## EXERCISE INSTRUCTIONS
Please repeat the lines below exactly. Begin with the line containing "Might you point out the vaulted" and go on through the line containing "Might you point out the sofa".

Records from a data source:
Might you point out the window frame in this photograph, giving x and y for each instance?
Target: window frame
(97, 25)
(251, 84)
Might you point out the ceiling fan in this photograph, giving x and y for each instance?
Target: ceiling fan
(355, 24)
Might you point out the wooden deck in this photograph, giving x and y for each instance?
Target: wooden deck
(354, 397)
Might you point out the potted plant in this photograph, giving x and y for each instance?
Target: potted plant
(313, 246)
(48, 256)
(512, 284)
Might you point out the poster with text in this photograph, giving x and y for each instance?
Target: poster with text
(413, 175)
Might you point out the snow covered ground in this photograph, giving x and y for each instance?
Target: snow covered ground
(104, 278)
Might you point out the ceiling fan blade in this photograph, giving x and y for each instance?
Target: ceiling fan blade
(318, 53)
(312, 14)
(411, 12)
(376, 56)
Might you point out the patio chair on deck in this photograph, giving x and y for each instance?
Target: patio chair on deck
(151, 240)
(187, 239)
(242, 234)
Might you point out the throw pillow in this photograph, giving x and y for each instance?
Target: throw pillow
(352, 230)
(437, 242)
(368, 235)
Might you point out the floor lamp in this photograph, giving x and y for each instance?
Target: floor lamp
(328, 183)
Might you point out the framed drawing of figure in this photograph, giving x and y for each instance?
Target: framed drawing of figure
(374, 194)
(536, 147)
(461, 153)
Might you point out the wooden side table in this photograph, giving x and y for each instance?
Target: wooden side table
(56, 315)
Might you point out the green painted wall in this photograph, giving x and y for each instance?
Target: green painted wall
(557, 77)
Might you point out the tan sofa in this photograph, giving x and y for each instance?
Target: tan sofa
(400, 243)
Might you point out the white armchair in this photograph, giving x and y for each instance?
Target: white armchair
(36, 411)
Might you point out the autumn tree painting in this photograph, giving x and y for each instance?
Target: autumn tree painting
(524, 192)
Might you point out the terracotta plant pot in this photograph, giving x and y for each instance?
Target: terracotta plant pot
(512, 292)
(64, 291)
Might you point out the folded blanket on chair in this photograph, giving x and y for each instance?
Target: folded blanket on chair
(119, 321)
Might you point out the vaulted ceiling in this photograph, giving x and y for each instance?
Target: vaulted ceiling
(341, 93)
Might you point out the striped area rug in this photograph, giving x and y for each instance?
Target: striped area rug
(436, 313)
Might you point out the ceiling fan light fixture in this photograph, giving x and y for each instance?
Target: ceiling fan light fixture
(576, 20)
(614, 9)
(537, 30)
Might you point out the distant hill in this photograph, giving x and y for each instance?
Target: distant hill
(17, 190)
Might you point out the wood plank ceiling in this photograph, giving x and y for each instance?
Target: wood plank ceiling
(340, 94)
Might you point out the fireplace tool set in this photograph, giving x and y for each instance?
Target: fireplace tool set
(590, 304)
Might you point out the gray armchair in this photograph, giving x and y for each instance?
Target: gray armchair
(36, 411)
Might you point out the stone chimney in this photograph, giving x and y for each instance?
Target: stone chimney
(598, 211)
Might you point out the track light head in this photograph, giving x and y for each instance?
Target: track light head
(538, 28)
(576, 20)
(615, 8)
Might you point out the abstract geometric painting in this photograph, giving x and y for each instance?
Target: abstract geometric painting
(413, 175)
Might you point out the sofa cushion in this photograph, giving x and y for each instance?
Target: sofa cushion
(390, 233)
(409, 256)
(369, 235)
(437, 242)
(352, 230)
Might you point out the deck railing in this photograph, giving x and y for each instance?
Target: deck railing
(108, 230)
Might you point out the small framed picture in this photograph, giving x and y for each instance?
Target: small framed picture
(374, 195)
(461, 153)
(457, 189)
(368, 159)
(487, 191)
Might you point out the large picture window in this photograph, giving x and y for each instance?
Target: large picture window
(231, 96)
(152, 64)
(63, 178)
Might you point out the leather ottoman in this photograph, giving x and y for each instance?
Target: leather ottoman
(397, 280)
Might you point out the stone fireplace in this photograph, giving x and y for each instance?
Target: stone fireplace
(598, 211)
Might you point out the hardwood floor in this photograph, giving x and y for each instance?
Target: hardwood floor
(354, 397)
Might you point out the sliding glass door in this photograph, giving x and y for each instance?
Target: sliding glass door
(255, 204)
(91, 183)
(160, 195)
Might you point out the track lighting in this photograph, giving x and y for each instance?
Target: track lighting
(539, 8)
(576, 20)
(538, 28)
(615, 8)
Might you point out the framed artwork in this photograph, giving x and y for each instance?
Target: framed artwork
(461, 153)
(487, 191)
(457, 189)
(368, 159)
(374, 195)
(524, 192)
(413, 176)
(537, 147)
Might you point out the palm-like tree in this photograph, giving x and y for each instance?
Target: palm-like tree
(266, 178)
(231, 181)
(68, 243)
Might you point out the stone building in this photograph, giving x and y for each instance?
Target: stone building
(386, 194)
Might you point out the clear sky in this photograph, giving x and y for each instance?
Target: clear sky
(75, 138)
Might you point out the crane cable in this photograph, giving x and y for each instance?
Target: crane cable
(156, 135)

## SOLUTION FOR THIS PROBLEM
Might you point out the vaulted ceiling in this photograph, giving x and y for each instance?
Target: vaulted ceiling
(341, 93)
Might you point out the striped area rug in this photograph, giving x and y for each instance?
Target: striped area rug
(436, 313)
Might you point out the ceiling fan light fixture in this photograph, giving x and y for each instance?
Target: ceiling fan light fixture
(576, 20)
(614, 9)
(537, 30)
Might you point out the distant hill in this photograph, giving x and y for each instance?
Target: distant hill
(17, 190)
Might you point out the wood plank ceiling in this photograph, giving x and y for each instance?
Target: wood plank ceiling
(340, 94)
Might you point out the fireplace tool set in this photograph, giving x and y for each instance?
Target: fireplace tool set
(590, 304)
Might you point out the gray armchair in this photograph, giving x and y for each instance?
Target: gray armchair
(36, 411)
Might you point out the stone chimney in this photograph, giving x and y for each instance?
Target: stone chimney
(598, 211)
Might you point out the track light head in this photograph, giving x and y for each instance?
Target: track light head
(538, 28)
(576, 20)
(615, 8)
Might you point out the abstract geometric painting in this photograph, giving x and y for each instance?
Target: abstract geometric painting
(413, 175)
Might you point out the sofa cushion in this photograph, giving x and y for each instance?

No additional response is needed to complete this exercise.